#### Task goal:
Take the entries below and print only the lines from the one with "Target: concrete pillar" through the one with "Target: suv window", exactly as they stand, both ends included.

#### Data excerpts:
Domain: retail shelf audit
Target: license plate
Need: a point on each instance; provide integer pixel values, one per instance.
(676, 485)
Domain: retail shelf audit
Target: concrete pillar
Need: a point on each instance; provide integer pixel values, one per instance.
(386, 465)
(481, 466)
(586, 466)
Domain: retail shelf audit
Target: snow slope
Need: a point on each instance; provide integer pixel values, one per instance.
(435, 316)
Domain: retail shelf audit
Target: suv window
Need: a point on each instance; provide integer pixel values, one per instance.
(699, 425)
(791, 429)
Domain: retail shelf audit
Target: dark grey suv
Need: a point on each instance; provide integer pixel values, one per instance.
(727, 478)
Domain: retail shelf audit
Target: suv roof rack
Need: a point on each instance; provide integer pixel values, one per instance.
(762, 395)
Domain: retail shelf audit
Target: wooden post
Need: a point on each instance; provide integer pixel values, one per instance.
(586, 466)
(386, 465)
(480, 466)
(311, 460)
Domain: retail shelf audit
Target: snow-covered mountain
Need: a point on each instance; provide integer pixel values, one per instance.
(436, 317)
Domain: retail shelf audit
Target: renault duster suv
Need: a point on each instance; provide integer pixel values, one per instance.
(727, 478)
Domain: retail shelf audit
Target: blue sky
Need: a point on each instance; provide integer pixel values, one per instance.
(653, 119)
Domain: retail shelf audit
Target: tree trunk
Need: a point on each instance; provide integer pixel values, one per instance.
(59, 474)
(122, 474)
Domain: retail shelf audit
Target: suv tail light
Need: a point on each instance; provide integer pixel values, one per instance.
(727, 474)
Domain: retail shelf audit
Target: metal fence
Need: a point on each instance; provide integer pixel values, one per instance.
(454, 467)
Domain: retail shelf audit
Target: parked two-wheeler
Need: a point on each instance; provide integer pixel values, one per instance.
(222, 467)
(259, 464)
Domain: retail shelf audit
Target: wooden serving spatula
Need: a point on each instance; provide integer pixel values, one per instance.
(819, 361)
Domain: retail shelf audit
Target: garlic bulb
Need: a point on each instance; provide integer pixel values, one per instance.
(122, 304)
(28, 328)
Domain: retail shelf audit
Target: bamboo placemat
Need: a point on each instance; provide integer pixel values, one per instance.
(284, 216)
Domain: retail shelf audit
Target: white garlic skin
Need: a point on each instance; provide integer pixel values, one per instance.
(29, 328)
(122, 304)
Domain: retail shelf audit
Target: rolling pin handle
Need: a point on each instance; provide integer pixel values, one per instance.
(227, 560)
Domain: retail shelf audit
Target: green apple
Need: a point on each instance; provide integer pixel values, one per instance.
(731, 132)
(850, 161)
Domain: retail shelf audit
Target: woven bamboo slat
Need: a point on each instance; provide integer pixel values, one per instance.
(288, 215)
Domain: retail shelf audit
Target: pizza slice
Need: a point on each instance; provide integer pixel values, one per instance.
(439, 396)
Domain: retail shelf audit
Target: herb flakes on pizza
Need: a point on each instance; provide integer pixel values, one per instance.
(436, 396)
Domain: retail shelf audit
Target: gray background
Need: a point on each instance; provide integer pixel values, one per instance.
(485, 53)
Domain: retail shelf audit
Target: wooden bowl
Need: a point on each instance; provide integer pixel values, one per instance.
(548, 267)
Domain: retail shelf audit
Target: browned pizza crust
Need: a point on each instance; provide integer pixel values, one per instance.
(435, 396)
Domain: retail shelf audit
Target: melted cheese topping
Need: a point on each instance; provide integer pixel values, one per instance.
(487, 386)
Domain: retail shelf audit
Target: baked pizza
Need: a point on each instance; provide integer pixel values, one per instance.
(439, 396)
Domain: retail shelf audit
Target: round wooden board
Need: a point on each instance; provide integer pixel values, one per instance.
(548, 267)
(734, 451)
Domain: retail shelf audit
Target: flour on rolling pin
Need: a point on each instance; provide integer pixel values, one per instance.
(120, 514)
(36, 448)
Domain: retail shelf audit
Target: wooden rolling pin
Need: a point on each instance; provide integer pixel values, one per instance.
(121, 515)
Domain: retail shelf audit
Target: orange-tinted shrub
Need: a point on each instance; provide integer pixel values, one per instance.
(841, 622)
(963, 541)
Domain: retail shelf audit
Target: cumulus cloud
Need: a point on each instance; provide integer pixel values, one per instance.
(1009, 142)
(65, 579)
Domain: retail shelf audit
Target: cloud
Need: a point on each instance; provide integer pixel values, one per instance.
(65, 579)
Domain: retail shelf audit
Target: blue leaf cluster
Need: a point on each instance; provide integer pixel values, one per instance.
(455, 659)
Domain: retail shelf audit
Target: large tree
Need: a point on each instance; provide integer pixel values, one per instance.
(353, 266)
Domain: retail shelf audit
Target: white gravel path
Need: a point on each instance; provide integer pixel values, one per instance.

#### Exercise result:
Target: concrete pillar
Need: a point on each instance; provide integer pixel values, one per instance.
(386, 465)
(481, 466)
(586, 466)
Domain: retail shelf audit
Target: snow slope
Need: a point on each instance; provide integer pixel values, one per instance.
(435, 316)
Domain: retail shelf audit
Target: suv window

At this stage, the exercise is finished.